### WORK INSTRUCTIONS
1. Answer each question from the passage on the SSITH hardware-security program, one line per answer:
(a) According to Salmon, what does the SSITH program challenge researchers to do?
(b) How many classes of hardware vulnerabilities does SSITH seek to address, and in what compendium are they listed?
(c) About how many software breaches have researchers documented that exploited these hardware vulnerabilities?
2. Carry on the passage about the SSITH hardware-security program from its final sentence.

### EXCERPTED PASSAGE
%%

Any software patch to a hardware-based security flaw—whether it is in a personal computer or a corporate or government information-technology system—merely salves a symptom without addressing the underlying hardware vulnerability. Left untouched, that same hardware weakness remains vulnerable to follow-on software-based breaches that members of the clever club might devise. “To break this cycle and thwart both today’s and tomorrow’s software attacks, the SSITH program challenges researchers to design security directly at the hardware architecture level,” said Salmon. “Instead of relying on software Band-Aids to hardware-based security issues, we are aiming to remove those hardware vulnerabilities in ways that will disarm a large proportion of today’s software attacks.”
SSITH specifically seeks to address the seven classes of hardware vulnerabilities listed in the Common Weakness Enumeration (cwe.mitre.org), a crowd-sourced compendium of security issues that is familiar to the information technology security community. In cyberjargon, these classes are: permissions and privileges, buffer errors, resource management, information leakage, numeric errors, crypto errors, and code injection. Researchers have documented some 2800 software breaches that have taken advantage of one or more of these hardware vulnerabilities, all seven of which are variously present to in the integrated microcircuitry of electronic systems around the world. Remove those hardware weaknesses, Salmon said, and you would effectively close down more than 40% of the software doors intruders now have available to them.

%%

### DATA FOR REVIEW
%%

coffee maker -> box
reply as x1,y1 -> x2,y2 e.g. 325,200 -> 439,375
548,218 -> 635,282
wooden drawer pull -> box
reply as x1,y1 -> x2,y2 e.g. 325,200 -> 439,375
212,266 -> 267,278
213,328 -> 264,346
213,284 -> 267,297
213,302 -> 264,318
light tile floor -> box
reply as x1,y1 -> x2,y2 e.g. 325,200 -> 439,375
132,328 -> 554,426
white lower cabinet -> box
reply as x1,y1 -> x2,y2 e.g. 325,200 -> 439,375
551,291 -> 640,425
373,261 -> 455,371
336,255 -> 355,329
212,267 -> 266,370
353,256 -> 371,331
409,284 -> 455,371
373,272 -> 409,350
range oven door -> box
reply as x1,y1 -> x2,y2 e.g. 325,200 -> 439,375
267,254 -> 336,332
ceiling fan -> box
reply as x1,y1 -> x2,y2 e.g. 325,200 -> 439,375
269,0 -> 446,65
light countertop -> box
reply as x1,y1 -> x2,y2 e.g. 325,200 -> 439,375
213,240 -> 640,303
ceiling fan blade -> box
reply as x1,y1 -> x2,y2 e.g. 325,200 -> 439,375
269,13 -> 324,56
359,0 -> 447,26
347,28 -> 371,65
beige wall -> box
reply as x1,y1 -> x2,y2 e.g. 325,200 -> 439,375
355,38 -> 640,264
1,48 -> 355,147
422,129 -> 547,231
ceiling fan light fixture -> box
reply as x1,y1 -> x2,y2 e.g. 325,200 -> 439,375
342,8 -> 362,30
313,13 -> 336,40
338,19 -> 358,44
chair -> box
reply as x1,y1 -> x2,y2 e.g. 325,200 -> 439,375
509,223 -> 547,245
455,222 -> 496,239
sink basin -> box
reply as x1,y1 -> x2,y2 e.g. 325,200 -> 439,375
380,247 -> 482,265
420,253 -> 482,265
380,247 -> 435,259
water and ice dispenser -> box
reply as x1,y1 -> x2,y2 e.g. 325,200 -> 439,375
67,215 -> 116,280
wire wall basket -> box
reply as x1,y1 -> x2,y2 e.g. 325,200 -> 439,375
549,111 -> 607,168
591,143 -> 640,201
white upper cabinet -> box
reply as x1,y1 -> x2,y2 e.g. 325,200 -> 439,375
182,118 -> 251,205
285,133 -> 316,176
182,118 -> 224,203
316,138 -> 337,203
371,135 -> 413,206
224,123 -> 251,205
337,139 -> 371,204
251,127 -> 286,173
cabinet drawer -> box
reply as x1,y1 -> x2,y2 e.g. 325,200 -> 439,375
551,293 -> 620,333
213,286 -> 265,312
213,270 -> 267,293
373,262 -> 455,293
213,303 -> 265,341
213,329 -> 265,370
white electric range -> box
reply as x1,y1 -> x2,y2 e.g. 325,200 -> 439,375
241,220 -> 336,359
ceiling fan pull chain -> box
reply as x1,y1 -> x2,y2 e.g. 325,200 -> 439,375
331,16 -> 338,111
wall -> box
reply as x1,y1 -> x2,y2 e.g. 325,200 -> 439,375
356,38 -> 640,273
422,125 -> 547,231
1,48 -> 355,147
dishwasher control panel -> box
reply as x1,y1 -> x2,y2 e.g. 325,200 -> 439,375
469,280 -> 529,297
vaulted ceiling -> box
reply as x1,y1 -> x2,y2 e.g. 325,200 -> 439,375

%%

### SOLVED TASKS
1.
(a) To design security directly at the hardware architecture level.
(b) Seven classes, listed in the Common Weakness Enumeration (cwe.mitre.org).
(c) Some 2800.

2.
The strategic challenge for participants in the SSITH program will be to develop new integrated circuit (IC) architectures that lack the current software-accessible points of illicit entry, yet retain the computational functions and high-performance the ICs were designed to deliver. Another goal of the program is the development of design tools that would become widely available so that hardware-anchored security would eventually become a standard feature of ICs in both Defense Department and commercial electronic systems. The anticipated 39-month program centers on two technical areas. One of them focuses on the development and demonstration of hardware architectures that protect against one or more of the seven vulnerability classes as well as design tools the electronics community would need for including hardware-based security innovations in their design and manufacturing practices. The second technical area encompasses methodologies and metrics for measuring (and representing for system designers) the security status of the newly designed electronic systems and any tradeoffs the hardware-won security might levy in the form of system performance, power needs and efficiency, circuit area, and other standard circuit features.